_Exercise materials_.
· · · · · · ·
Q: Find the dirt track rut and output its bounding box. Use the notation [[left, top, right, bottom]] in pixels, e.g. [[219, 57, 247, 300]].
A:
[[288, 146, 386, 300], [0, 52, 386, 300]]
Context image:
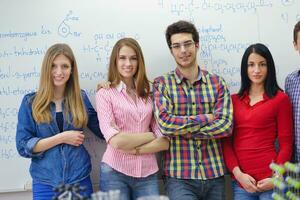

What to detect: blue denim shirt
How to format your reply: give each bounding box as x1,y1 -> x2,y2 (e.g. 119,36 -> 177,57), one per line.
16,90 -> 103,187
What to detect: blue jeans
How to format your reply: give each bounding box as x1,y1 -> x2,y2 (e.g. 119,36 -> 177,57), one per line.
165,176 -> 225,200
32,177 -> 93,200
232,181 -> 273,200
100,163 -> 159,200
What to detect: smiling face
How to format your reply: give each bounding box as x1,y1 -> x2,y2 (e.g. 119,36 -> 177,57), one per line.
51,54 -> 72,89
294,31 -> 300,53
117,46 -> 138,81
171,33 -> 199,69
247,53 -> 268,85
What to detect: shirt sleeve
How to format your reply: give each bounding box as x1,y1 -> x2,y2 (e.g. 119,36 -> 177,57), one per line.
222,133 -> 239,173
81,90 -> 104,139
276,95 -> 293,164
150,116 -> 163,138
16,95 -> 44,159
193,77 -> 233,139
153,77 -> 208,137
96,89 -> 119,142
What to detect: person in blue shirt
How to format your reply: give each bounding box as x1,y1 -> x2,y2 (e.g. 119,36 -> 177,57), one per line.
16,44 -> 103,200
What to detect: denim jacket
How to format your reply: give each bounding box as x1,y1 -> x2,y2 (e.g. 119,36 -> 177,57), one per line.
16,90 -> 103,187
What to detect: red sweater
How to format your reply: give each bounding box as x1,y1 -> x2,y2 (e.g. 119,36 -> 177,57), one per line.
224,91 -> 293,181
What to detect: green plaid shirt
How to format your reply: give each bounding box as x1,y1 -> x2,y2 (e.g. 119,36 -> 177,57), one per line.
153,69 -> 233,180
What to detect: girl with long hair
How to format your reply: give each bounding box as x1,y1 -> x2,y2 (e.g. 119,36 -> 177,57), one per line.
96,38 -> 169,200
16,44 -> 103,200
224,43 -> 293,200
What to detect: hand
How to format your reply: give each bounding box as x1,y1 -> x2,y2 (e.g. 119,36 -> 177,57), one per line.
122,149 -> 136,155
257,178 -> 274,192
97,81 -> 111,91
110,122 -> 120,131
235,172 -> 258,193
60,131 -> 85,146
207,114 -> 215,123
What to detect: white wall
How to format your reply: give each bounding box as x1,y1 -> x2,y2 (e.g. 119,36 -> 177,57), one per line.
0,0 -> 300,199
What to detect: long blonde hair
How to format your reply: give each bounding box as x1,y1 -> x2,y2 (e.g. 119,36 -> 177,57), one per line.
32,44 -> 87,128
108,38 -> 150,99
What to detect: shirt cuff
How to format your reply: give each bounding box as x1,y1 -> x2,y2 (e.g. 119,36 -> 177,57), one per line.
25,137 -> 44,158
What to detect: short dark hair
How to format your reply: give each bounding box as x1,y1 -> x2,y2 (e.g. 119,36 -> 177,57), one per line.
238,43 -> 282,98
294,21 -> 300,43
166,20 -> 199,49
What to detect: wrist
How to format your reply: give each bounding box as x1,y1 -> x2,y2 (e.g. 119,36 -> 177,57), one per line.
134,147 -> 141,156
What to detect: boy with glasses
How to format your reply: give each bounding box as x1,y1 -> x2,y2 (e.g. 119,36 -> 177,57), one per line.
154,21 -> 233,200
285,21 -> 300,162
· · · · · · ·
_What the exercise asks_. Quote all of the entries word for word, omitting any pictures.

_The output_.
Q: Find the dirt track rut and output its bounding box. Use the notation [[left, top, right, bottom]] in pixels, e.g. [[219, 57, 247, 300]].
A:
[[288, 146, 386, 300], [0, 52, 386, 300]]
Context image:

What to detect: blue denim shirt
How to format your reply: give each bounding box as x1,y1 -> x2,y2 (e.g. 119,36 -> 177,57), one per line.
16,90 -> 103,187
What to detect: blue jeans
How to format your reply: give each bounding box as x1,y1 -> x2,y2 (e.g. 119,36 -> 177,57), one per line.
165,176 -> 225,200
32,177 -> 93,200
232,181 -> 273,200
100,163 -> 159,200
What to detect: smiling face
How to format your reply: give each bounding box as x1,y1 -> x2,y2 (e.g. 119,36 -> 177,57), one per line.
51,54 -> 72,89
294,31 -> 300,53
117,46 -> 138,81
171,33 -> 199,69
247,53 -> 268,85
What to detect: shirt sleeve
How to format your reply: give each bounding box as x1,y1 -> x2,y2 (e.g. 119,36 -> 177,57), one per line.
222,133 -> 239,173
81,90 -> 104,139
276,95 -> 293,164
150,116 -> 163,138
16,95 -> 44,159
193,77 -> 233,139
153,77 -> 208,137
96,89 -> 119,142
What to detect: person in blue shirt
How to format your reply: give each bounding box as x1,y1 -> x2,y2 (e.g. 119,36 -> 177,57), one per line.
16,44 -> 103,200
What to detect: denim jacket
How to format your reply: give each bounding box as x1,y1 -> x2,y2 (e.g. 119,36 -> 177,57), one per line.
16,90 -> 103,187
What to detect: red sweater
How to format your reply: give each bounding box as x1,y1 -> x2,y2 (e.g. 119,36 -> 177,57), one per line.
224,91 -> 293,181
What to detect: green plaid shirt
How to format your reply: give each bounding box as x1,y1 -> x2,y2 (e.g. 119,36 -> 177,57), one per line.
153,69 -> 233,180
What to detect: girl with long hair
How to format your reply: give each bounding box as x1,y1 -> x2,y2 (e.g. 119,36 -> 177,57), one per line.
96,38 -> 169,200
16,44 -> 103,200
224,43 -> 293,200
What to detect: hand
How to format your reply: give each bounding box as x1,y1 -> x2,y2 (e.g. 119,36 -> 177,57), one per line.
122,149 -> 136,155
257,178 -> 274,192
97,81 -> 111,91
110,122 -> 120,131
235,172 -> 258,193
60,131 -> 85,146
207,114 -> 215,123
What to detect: white wall
How to format your reply: give each bounding box as x1,y1 -> x2,y2 (e.g. 119,36 -> 177,57), one per line.
0,0 -> 300,199
What to detect: long blonde hair
How to format your reply: give each bounding box as x1,y1 -> x2,y2 (e.g. 119,36 -> 177,57), one per line.
32,44 -> 87,128
108,38 -> 150,99
What to detect: shirt cuff
How to format your reply: give each bounding box as x1,y1 -> x2,y2 (e.g. 119,36 -> 177,57), one per line.
25,137 -> 44,158
What to detect: short dark hair
How to format your reply: give each bounding box as x1,y1 -> x2,y2 (e.g. 119,36 -> 177,57), one per line.
238,43 -> 282,98
294,21 -> 300,43
166,20 -> 199,49
What to detect: wrist
How to format your reply: give each bounding box as x1,y1 -> x2,y2 (e.g. 119,36 -> 177,57), one per line.
134,147 -> 141,156
What to detect: boy with glasses
How to format your reply: give each bounding box as x1,y1 -> x2,y2 (e.g. 119,36 -> 177,57), one per line.
154,21 -> 233,200
285,21 -> 300,162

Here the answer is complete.